* The exercise: Print every one of the entries below again, word for word, with nothing changed.

------ Records shown

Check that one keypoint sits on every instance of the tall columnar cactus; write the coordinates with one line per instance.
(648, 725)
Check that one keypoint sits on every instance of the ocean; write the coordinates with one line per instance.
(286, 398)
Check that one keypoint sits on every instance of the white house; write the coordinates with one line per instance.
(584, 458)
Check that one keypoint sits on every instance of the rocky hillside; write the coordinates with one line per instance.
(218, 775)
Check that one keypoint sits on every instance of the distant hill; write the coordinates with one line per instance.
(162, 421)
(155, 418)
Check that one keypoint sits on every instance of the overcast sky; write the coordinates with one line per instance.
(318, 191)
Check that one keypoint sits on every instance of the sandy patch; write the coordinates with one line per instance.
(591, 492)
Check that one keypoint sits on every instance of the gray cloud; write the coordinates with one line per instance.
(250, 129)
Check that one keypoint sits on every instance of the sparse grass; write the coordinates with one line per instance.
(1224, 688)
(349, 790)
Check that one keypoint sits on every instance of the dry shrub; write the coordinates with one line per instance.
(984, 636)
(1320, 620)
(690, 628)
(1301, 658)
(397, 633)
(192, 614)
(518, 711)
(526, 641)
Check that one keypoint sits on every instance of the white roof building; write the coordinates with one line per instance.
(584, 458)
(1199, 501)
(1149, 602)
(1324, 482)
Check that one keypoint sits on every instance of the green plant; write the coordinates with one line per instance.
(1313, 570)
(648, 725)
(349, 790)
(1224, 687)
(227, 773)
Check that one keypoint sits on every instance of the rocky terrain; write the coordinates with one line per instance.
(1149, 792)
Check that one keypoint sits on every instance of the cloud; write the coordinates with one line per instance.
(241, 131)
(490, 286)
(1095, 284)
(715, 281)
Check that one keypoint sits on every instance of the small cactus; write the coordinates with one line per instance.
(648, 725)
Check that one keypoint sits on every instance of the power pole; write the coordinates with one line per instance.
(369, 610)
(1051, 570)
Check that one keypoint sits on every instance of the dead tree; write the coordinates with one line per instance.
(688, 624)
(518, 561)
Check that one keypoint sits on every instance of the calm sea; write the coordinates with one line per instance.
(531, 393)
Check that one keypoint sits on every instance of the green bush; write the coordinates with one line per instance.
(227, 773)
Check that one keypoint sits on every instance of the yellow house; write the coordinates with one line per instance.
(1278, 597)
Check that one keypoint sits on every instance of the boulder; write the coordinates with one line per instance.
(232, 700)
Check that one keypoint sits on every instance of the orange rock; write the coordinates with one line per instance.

------------

* In response:
Check that one keypoint sits on every instance of the tall columnar cactus; write the coordinates with one line per instance.
(648, 725)
Check that one keypoint sits on every instance of the ocean; write the coordinates with one line per instance.
(286, 398)
Check that one keypoint sits on every instance of the white house; write the coordinates with one line per instance.
(584, 458)
Check that one keypoint sits on every instance of the rocky hillside; write the coordinates with one line per instance.
(218, 775)
Check that one keypoint sits on every instance of the distant hill; write the coordinates with one line per instance.
(162, 421)
(155, 418)
Check that one keypoint sits on every instance of the overcast sky; write the coordinates with one line per instance.
(318, 191)
Check that one keypoint sits on every instance of the sandy patch; write the coordinates with one line per instance.
(591, 492)
Check that one keypoint sits on every instance of the gray cloud; write the coordinates with one line per instance.
(250, 129)
Check that one keypoint sits on every instance of the sparse grass; write the coordinates with one line per instance.
(1224, 688)
(349, 790)
Check that one keypoint sits on every instance of the dry shrub; write the coordinates with one line per instance.
(984, 636)
(1320, 620)
(690, 628)
(1301, 658)
(397, 633)
(192, 614)
(518, 711)
(526, 641)
Check that one keypoint sits on every instance of the white roof building; write the coordinates with one line per instance.
(584, 458)
(1199, 501)
(1149, 602)
(1324, 482)
Check that one keypoint sits on every instance of the green plant; write the coordinates with one line per instance.
(1313, 570)
(648, 725)
(349, 790)
(1224, 687)
(227, 773)
Check that one keypoint sits on every instance of the rocky terrain; write the coordinates with one line per instance.
(1149, 792)
Check that one keypoint sits on every instance of the cloud; write the coordinates with one line per instance.
(241, 131)
(490, 286)
(1095, 284)
(715, 281)
Check that one keypoint sits on every instance of the small cactus; write the coordinates with one line per instance.
(648, 725)
Check that one keypoint sits on every instance of the power pole; write the coordinates with one line per instance.
(369, 610)
(1051, 570)
Check that one keypoint sits on every instance of the dead tree; write the coordinates with one line per instance.
(688, 624)
(518, 561)
Check that one keypoint sits on every instance of the calm sea; write the coordinates with one line per instance.
(531, 393)
Check that one keypoint sits on every instance of the green bush; write the coordinates with one line per instance.
(227, 773)
Check that one keypoint sits on every instance of the yellow house; write the coordinates with one line per instance.
(1278, 597)
Check that one keypoint sits on every instance of the boulder; write the coordinates with one line per instance.
(232, 700)
Check that one keypoint sits on every instance of the orange rock; write the coordinates with one line per instance.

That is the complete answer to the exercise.